++++ 文本摘录
1.前言

又到了年底,最近在做年报数据拉取的需求,在这期间有一些数据的计算需要用到窗口函数,就去了解了一下常用的窗口函数的用法。

1.1.什么是窗口函数

窗口函数是 SQL 中的一种特殊函数,它允许你在查询结果中的某个窗口或窗口范围上执行计算,而不是单独针对整个结果集进行计算。

窗口函数通常与 OVER() 子句结合使用,用于定义窗口的范围。这个范围可以是整个结果集、分组的行、特定的物理行数范围,或者是基于值范围的窗口。

窗口函数通常在查询的最后阶段执行,即在结果集形成之后对结果集中的行应用窗口函数。窗口函数计算的结果是基于最终结果集的行,而不影响原始数据的分组,也就是说窗口函数的结果会添加到原查询结果的每一行上,这是个人觉得这是OVEE(PARTITION BY COLUMN_NAME ORDER BY COLUMN_NAME) 与 传统的 GROUP BY COLUMN ORDER BY COLUMN 差别最大的地方。

2.常用窗口函数

可以使用以下sql进行初始化

CREATE TABLE `video_play` (  `id` int NOT NULL AUTO_INCREMENT,  `user_name` varchar(255) CHARACTER SET utf8 COLLATE utf8_general_ci DEFAULT NULL COMMENT '用户名',  `video_type` varchar(255) CHARACTER SET utf8 COLLATE utf8_general_ci DEFAULT NULL COMMENT '视频类型',  `duration` int DEFAULT NULL COMMENT '播放时间',  `date` datetime DEFAULT NULL COMMENT '开始播放时间',  PRIMARY KEY (`id`));INSERT INTO `video_play` (`id`, `user_name`, `video_type`, `duration`, `date`) VALUES (1, 'zhangsan', 'cartoon', 126, '2023-12-20 10:23:23');INSERT INTO `video_play` (`id`, `user_name`, `video_type`, `duration`, `date`) VALUES (2, 'zhangsan', 'movie', 38, '2023-12-20 12:40:32');INSERT INTO `video_play` (`id`, `user_name`, `video_type`, `duration`, `date`) VALUES (3, 'zhangsan', 'teleplay', 98, '2023-12-20 13:25:53');INSERT INTO `video_play` (`id`, `user_name`, `video_type`, `duration`, `date`) VALUES (4, 'zhangsan', 'news', 45, '2023-12-20 15:24:43');INSERT INTO `video_play` (`id`, `user_name`, `video_type`, `duration`, `date`) VALUES (5, 'lisi', 'cartoon', 83, '2023-12-20 09:28:17');INSERT INTO `video_play` (`id`, `user_name`, `video_type`, `duration`, `date`) VALUES (6, 'lisi', 'movie', 56, '2023-12-20 12:11:11');INSERT INTO `video_play` (`id`, `user_name`, `video_type`, `duration`, `date`) VALUES (7, 'lisi', 'teleplay', 79, '2023-12-20 13:56:23');INSERT INTO `video_play` (`id`, `user_name`, `video_type`, `duration`, `date`) VALUES (8, 'wangwu', 'cartoon', 156, '2023-12-20 08:17:14');INSERT INTO `video_play` (`id`, `user_name`, `video_type`, `duration`, `date`) VALUES (9, 'wangwu', 'movie', 89, '2023-12-20 09:25:35');INSERT INTO `video_play` (`id`, `user_name`, `video_type`, `duration`, `date`) VALUES (10, 'wangwu', 'teleplay', 986, '2023-12-20 11:45:11');INSERT INTO `video_play` (`id`, `user_name`, `video_type`, `duration`, `date`) VALUES (11, 'wangwu', 'news', 124, '2023-12-20 16:56:01');INSERT INTO `video_play` (`id`, `user_name`, `video_type`, `duration`, `date`) VALUES (12, 'xiaoming', 'cartoon', 123, '2023-12-20 07:08:34');INSERT INTO `video_play` (`id`, `user_name`, `video_type`, `duration`, `date`) VALUES (13, 'xiaoming', 'movie', 963, '2023-12-20 09:13:23');

2.1.SUM()
++++++++
++++ 记录信息
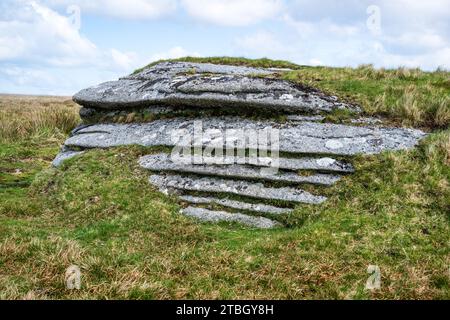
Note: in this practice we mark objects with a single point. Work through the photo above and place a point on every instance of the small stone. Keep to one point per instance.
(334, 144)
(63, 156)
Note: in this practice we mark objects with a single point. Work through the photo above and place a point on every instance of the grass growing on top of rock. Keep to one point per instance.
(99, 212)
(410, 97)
++++++++
++++ 记录信息
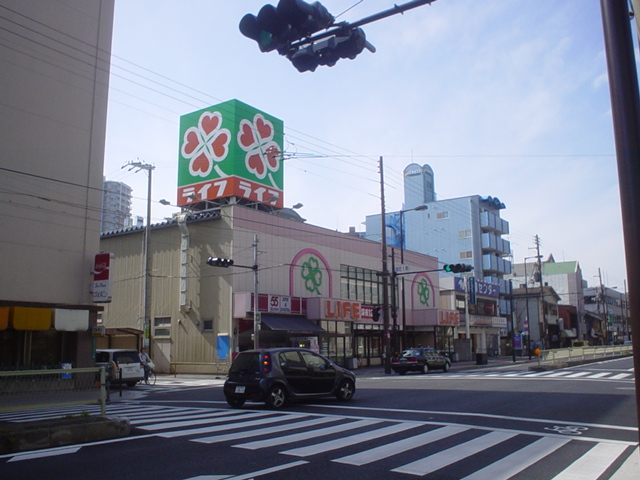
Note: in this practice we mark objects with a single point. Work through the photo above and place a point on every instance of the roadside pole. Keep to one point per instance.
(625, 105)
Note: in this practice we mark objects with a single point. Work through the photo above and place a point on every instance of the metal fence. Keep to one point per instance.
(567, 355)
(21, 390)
++++++++
++++ 记录信息
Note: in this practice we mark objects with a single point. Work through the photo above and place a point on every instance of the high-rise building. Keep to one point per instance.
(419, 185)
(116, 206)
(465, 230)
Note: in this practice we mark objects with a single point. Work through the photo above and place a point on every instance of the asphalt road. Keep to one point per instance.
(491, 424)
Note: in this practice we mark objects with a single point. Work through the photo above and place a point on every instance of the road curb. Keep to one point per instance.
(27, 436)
++++++++
**任务目标:**
输出窗口函数一文中以“又到了年底,最近在做年报数据”开头、一直到“BY COLUMN 差别最大的地方。”为止的部分，原文照录。 作答时只依据窗口函数一文，不参考其他内容。

**本题解答:**
又到了年底,最近在做年报数据拉取的需求,在这期间有一些数据的计算需要用到窗口函数,就去了解了一下常用的窗口函数的用法。

1.1.什么是窗口函数

窗口函数是 SQL 中的一种特殊函数,它允许你在查询结果中的某个窗口或窗口范围上执行计算,而不是单独针对整个结果集进行计算。

窗口函数通常与 OVER() 子句结合使用,用于定义窗口的范围。这个范围可以是整个结果集、分组的行、特定的物理行数范围,或者是基于值范围的窗口。

窗口函数通常在查询的最后阶段执行,即在结果集形成之后对结果集中的行应用窗口函数。窗口函数计算的结果是基于最终结果集的行,而不影响原始数据的分组,也就是说窗口函数的结果会添加到原查询结果的每一行上,这是个人觉得这是OVEE(PARTITION BY COLUMN_NAME ORDER BY COLUMN_NAME) 与 传统的 GROUP BY COLUMN ORDER BY COLUMN 差别最大的地方。